> _LESETEXT_
Der Glaube, dass Menschen von Dämonen besessen sein könnten, der ist inzwischen hierzulande nicht mehr allzu sehr verbreitet. Sicher, wir schauen uns vielleicht ganz gern Filme dazu an, das Horror-Genre wimmelt vor Beispielen, in denen irgendwelche abgrundtief bösen Kreaturen die Menschen übernehmen. Im Alltag ist für dieses Thema aber kein Platz mehr. In Burkina Faso ist das noch anders. Im westafrikanischen Land ist dieser Glaube durchaus noch gebräuchlich, sehr zum Leidwesen von Teilen der Bevölkerung, denen mangels besseren Wissen eine solche Besessenheit angedichtet wird.
Genauer sind es zwei Gruppen, deren Zustand auf diese Weise missverstanden wird. Die eine leidet an Epilepsie und wird ohne ersichtlichen Grund von Krampfanfällen heimgesucht. Die andere hat mit psychischen Krankheiten zu kämpfen. Tatsächlich vergleichbar sind diese beiden Formen von Krankheit natürlich nicht, zumal der psychische Bereich ein so weites Feld ist, dass man ihn ohnehin kaum zusammenfassen kann. Beiden gemeinsam ist aber, dass man in Burkina Faso wenig Verständnis dafür aufbringt und die Ursachen bei dämonischen Kräften sucht. Wer nicht normal ist, bei dem hat der Teufel seine Hände im Spiel.
Ein kurios-grausamer Alltag
Das klingt komisch. Der eine oder andere mag diese Form des Aberglaubens auch belächeln. Bis er La Maladie du Démon – Die Krankheit der Dämonen gesehen hat, das einem so ziemliches jedes Lächeln entreißt, das man vielleicht noch in sich hatte. In ihrem Dokumentarfilm zeigt Lilith Kugler, wie in dem afrikanischen Land mit Betroffenen umgegangen wird. Und das Ergebnis ist erschreckend. Immer wieder sehen wir Leute, die angekettet werden, an Baumstämmen beispielsweise. Und selbst wer frei ist, ist nicht wirklich frei, sondern ein Ausgestoßener, mit dem niemand etwas zu tun haben möchte. Isolation kann viele Formen annehmen, so viel wird hier deutlich.

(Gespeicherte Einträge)
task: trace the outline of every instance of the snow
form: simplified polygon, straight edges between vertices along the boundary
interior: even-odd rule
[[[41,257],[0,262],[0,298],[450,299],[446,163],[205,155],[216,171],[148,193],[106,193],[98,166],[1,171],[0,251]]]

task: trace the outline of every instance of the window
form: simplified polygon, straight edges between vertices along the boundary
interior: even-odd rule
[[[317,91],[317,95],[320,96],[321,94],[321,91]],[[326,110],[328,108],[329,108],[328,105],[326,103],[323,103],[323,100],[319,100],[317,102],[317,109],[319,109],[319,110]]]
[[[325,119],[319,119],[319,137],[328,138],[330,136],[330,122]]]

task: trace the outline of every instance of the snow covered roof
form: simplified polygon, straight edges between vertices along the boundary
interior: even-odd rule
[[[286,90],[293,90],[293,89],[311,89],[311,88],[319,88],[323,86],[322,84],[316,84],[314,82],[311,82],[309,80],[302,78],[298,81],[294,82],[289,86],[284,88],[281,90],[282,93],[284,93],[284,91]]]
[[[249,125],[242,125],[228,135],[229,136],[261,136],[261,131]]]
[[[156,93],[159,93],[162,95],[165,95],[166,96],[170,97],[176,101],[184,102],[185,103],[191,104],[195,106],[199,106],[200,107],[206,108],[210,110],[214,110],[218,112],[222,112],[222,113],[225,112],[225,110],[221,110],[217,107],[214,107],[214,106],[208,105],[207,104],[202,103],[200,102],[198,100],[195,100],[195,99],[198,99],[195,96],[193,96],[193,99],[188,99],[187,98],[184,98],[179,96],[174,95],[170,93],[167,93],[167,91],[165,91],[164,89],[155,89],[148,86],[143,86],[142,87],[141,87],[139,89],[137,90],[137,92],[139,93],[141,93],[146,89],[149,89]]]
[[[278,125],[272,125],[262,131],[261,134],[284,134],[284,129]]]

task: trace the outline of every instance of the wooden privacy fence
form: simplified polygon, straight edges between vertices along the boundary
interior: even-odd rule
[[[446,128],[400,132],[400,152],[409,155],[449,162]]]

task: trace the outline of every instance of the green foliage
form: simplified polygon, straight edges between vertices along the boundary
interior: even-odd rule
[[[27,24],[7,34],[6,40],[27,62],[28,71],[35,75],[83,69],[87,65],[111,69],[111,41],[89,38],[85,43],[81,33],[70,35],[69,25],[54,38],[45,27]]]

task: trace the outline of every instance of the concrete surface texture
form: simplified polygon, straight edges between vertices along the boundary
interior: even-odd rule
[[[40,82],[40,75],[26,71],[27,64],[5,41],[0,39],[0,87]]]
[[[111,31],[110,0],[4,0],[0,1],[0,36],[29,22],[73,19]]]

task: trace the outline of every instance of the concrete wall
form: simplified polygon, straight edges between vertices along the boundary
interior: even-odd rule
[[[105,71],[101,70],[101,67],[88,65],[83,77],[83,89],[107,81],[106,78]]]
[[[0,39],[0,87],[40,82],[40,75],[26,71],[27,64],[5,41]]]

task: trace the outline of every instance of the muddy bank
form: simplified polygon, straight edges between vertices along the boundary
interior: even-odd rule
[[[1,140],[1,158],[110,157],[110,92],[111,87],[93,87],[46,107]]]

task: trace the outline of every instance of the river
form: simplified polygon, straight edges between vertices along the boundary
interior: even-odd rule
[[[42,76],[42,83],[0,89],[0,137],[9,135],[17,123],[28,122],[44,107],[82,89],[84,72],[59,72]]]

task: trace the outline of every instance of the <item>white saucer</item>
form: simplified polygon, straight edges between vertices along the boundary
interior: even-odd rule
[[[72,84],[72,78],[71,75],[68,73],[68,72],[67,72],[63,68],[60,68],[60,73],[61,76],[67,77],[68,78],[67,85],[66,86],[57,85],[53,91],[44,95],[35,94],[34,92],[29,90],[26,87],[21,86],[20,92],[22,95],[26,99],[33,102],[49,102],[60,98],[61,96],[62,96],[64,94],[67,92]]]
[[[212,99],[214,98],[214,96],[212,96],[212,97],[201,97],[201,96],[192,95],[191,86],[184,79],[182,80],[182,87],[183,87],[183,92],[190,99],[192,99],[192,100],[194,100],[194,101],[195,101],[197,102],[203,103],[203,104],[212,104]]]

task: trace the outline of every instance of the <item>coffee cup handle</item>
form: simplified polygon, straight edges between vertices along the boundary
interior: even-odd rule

> _AUFGABENSTELLUNG_
Schreiben Sie den Lesetext über den Dämonenglauben in Burkina Faso im Anschluss an seinen letzten Satz weiter.

> _ERGEBNIS DER ÜBUNG_
Zumindest zwei Menschen ist Kugler bei ihren Dreharbeiten begegnet, die sich damit aber nicht abfinden wollen. Sowohl der Pfarrer Tankpari Guitanga wie auch der Krankenpfleger Timothée Tindano versuchen, den Leidenden und Missverstandenen irgendwie beizustehen. Mal klären sie auf, mal befreien sie von Fesseln, manchmal hören sie aber auch einfach nur zu – eine Selbstverständlichkeit in einer menschlichen Zivilisation, die keine Selbstverständlichkeit mehr ist. Das ist visuell nicht unbedingt aufregend, ein Großteil des Films besteht aus Interviews und Erzählungen. Anlass für Aufregung haben die erzählten Geschichten jedoch durchaus.
Ein Albtraum, der bleibt
Eine Epileptikerin, die ins Feuer gefallen ist und die man dort verbrennen ließ. Ein Mann, der von der eigenen Familie in kleine Teile gehackt wurde. Spätestens an diesen Stellen macht sich das Grauen breit, auch wenn wir nichts davon zu sehen bekommen, die Szenen lediglich im Kopfkino entstehen. Ansonsten ist La Maladie du Démon aber ein sehr nüchterner Film, mit viel Distanz, der sich vor allem mit dem Aufzeigen der Missstände beschäftigt. Und von denen gibt es einige: Kein Wunder, im gesamten Land gibt es gerade einmal neun Psychiater und etwas mehr als 100 Fachkräfte – bei zusammen 20 Millionen Einwohnern. Eine fachgerechte Versorgung ist auf diese Weise nicht möglich, scheint die wenigsten auch zu interessieren.
Aber ist das dann auch von Interesse für hiesige Zuschauer und Zuschauerinnen? Spielt es eine Rolle, was in einem fernen, von Aberglauben geprägten Land passiert? Zugegeben, das Thema ist schon speziell. Und doch, ganz ohne Relevanz ist es auch für ein hiesiges Publikum nicht. Gerade das Thema psychische Erkrankung hat nach wie vor mit Tabuisierung zu kämpfen, Betroffene zu isolieren hat bei uns ebenfalls unschöne Tradition. Wer anders ist, soll woanders sein. Auch wenn der Schauplatz in La Maladie du Démon – Die Krankheit der Dämonen weit weg ist, das Plädoyer für einen respektvollen, menschenwürdigen Umgang ist bis hierher zu hören und nicht minder wichtig in einer Zeit, in der Abgrenzung wieder in Mode gekommen ist, Schwächere zu Opfern gemacht werden, obwohl sie eigentlich unsere Hilfe verdient hätten.